→ 本题任务
把下面这篇膜组件除湿研究介绍中，以含有“Dr. Liu Yilin”的词句开头、以“and mass transfer.”收尾的那一部分原样照抄一遍。

团队博士刘亦琳关于湿空气在纤维膜束间的流动特性及传质性能的研究成果“Flow behavior and mass transfer of humid air across fiber membrane bundles”发表于传热学最具期刊Applied Thermal Engineering。

Dr. Liu Yilin published a paper titled “Flow behavior and mass transfer of humid air across fiber membrane bundles” about the flow behavior and dehumidification performance of membrane module in Applied Thermal Engineering, which is a famous journal in the field of heat and mass transfer.

中空纤维膜组件是压力驱动错流膜除湿系统的重要部件，为了最大限度地发挥膜除湿系统的优势，探究膜组件结构参数对纤维束间的传质和流动特性的影响具有重要意义。本研究建立了错排和顺排形式的中空纤维膜组模型，以研究湿空气在纤维膜束间的流动及传质特性。纤维束间流场的研究表明，两种结构中的膜外壁附近的速度线密度较大，而错排结构的纤维束间则存在流体滞止区。综合分析两种结构内的流场和浓度场，顺排膜组件在除湿性能和能效方面更有优势。膜组件结构参数的研究结果表明，管间距的增加对除湿率有负面影响。而增加支撑层厚度，缩小纤维半径，有利于膜组件除湿性能的提高。本文的研究结果为膜组件构的优化提供了有价值的理论指导。

Hollow fiber module is an important component of the pressure-driven cross-flow membrane dehumidification system. In order to maximize the advantages of membrane dehumidification system, it is of great significance to explore the influence of module structural parameters on the flow characteristics and mass transfer between fiber bundles. In the present work, staggered and inline arranged membrane components are modeled to numerically investigate the flow behavior and mass transfer of humid air across the fiber membrane bundles. The study of flow behavior showed that the velocity contours are denser near the membrane outer wall for both configurations, while a fluid stagnation zone is observed in the staggered arrangement. Through the analysis of the flow and concentration fields in the two configurations, it was found that for the fiber membranes with small radius, the inline arrangement possesses more advantages in terms of dehumidification capacity and energy efficiency. The results indicated that the increase of tube pitch has a negative effect on the dehumidification rate. In addition, thickening the thickness of the membrane support layer and decreasing the fiber radius are conducive to the dehumidification performance. The outcomes may provide the valuable theoretical guidance for optimizing membrane module structure.

文章链接：http://doi.org/10.1016/j.applthermaleng.2022.118200

→ 所给材料
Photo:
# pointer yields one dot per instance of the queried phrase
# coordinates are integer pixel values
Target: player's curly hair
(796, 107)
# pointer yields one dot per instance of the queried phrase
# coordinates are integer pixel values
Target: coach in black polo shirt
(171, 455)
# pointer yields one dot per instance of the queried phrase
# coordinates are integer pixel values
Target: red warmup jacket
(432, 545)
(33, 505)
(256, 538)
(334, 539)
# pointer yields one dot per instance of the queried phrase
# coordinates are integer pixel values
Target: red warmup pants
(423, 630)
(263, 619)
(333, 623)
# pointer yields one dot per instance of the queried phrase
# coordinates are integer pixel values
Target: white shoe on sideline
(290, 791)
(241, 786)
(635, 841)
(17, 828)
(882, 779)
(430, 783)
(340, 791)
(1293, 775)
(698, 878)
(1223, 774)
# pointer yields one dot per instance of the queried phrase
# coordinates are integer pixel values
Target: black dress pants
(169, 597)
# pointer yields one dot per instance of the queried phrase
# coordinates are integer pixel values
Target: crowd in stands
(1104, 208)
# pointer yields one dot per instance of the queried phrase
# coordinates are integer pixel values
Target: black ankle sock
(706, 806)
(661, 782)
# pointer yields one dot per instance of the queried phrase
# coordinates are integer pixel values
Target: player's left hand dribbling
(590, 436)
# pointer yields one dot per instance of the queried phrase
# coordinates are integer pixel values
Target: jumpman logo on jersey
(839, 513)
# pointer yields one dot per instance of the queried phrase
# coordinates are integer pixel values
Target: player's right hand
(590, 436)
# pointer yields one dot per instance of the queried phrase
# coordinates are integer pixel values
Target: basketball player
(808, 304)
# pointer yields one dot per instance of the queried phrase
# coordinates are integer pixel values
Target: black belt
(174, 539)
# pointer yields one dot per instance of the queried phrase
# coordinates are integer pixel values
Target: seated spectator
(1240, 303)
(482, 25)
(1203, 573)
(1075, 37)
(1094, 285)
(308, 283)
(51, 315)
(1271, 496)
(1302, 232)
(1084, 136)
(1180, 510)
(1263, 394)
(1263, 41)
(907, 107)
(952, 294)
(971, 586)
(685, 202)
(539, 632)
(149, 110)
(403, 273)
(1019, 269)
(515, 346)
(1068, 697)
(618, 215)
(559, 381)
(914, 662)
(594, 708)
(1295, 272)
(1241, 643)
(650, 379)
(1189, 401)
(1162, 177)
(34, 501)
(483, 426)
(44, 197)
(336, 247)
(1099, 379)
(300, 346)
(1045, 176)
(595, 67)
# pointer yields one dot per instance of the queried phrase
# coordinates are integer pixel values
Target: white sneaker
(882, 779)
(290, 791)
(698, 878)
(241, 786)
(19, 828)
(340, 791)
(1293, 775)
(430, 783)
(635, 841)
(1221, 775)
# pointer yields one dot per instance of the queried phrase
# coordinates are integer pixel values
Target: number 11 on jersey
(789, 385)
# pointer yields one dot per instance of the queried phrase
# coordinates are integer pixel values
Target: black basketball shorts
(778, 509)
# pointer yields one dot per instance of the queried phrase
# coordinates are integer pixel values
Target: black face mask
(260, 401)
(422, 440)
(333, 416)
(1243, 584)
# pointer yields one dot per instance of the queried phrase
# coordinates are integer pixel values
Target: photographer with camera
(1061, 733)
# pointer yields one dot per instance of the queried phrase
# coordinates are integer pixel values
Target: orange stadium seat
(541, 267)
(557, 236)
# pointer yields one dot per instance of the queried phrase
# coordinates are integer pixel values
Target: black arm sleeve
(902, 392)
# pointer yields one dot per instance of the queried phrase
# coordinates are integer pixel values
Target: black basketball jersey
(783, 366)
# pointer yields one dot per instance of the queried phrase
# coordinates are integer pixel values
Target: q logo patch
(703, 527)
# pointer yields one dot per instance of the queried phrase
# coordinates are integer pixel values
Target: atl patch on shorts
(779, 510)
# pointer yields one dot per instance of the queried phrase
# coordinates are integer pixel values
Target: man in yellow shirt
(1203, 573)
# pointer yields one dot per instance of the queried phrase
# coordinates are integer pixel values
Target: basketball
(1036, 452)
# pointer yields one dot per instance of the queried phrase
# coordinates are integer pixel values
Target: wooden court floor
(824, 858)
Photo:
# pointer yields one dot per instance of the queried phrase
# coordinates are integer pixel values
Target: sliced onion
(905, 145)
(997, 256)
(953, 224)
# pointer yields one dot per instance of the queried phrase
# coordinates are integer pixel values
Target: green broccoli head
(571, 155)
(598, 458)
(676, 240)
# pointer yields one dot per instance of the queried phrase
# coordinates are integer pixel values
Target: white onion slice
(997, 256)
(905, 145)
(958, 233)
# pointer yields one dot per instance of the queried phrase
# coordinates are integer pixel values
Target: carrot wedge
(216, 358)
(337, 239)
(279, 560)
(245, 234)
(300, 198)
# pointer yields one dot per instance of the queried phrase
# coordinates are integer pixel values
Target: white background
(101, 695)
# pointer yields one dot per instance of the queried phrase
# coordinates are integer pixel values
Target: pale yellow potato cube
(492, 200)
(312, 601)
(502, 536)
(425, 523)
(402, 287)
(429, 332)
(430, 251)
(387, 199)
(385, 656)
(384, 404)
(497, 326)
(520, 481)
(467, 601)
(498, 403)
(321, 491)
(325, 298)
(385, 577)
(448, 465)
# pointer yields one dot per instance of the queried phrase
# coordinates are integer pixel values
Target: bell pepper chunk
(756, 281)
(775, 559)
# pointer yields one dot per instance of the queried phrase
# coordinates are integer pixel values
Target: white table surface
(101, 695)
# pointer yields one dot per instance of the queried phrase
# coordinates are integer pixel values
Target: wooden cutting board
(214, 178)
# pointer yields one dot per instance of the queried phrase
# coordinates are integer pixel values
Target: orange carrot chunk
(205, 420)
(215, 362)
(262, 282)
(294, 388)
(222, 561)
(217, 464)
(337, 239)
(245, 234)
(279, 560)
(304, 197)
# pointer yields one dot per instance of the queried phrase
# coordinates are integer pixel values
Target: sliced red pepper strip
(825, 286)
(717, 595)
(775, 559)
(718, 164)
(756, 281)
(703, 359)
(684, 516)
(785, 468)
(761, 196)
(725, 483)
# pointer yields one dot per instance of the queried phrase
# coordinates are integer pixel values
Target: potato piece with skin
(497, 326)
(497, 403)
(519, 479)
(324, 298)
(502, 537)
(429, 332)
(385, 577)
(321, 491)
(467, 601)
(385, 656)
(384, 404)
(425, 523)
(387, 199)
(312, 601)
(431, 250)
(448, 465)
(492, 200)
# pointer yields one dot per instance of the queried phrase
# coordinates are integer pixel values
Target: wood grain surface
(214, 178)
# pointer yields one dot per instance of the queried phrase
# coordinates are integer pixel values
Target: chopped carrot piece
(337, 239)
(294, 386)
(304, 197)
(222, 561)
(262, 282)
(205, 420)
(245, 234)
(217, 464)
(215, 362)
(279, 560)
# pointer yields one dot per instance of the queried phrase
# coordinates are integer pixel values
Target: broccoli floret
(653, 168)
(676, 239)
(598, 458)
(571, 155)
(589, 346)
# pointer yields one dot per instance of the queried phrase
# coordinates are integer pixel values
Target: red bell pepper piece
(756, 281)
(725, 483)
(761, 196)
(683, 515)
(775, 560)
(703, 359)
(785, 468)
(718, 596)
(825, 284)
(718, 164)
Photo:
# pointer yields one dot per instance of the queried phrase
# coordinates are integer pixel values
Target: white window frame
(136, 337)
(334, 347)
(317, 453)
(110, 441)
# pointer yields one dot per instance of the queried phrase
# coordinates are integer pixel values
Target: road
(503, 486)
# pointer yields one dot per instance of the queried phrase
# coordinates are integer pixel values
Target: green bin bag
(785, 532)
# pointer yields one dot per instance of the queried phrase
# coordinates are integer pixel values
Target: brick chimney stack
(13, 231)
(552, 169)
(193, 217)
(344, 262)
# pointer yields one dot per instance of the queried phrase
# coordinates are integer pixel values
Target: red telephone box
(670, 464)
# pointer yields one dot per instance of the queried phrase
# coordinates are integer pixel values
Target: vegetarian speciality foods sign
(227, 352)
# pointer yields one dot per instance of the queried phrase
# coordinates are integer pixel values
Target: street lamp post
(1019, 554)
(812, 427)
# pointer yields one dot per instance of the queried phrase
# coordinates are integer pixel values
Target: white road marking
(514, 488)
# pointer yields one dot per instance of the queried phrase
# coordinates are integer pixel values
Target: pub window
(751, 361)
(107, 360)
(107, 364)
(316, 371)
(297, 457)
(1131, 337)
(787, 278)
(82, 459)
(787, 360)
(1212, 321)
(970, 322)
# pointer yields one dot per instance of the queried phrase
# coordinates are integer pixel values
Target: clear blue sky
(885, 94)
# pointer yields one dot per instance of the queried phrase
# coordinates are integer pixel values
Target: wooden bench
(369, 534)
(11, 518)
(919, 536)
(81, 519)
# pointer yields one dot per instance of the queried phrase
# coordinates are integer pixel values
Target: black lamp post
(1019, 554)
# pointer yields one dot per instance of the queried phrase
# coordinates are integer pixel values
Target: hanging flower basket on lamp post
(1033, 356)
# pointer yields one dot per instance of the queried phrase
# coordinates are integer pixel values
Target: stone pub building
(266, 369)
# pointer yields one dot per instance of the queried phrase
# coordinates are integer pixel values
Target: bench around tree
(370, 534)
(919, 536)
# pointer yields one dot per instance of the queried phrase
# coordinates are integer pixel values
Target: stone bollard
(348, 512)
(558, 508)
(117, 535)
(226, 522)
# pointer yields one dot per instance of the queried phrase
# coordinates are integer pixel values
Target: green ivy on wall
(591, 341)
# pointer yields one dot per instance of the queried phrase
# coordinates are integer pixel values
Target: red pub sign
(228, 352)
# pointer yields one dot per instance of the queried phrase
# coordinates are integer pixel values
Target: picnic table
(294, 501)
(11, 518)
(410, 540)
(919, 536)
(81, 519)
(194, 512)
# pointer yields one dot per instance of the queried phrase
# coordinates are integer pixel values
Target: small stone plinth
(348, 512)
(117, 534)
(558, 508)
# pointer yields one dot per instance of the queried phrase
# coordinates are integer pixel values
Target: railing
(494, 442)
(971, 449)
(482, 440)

→ 本题作答
Dr. Liu Yilin published a paper titled “Flow behavior and mass transfer of humid air across fiber membrane bundles” about the flow behavior and dehumidification performance of membrane module in Applied Thermal Engineering, which is a famous journal in the field of heat and mass transfer.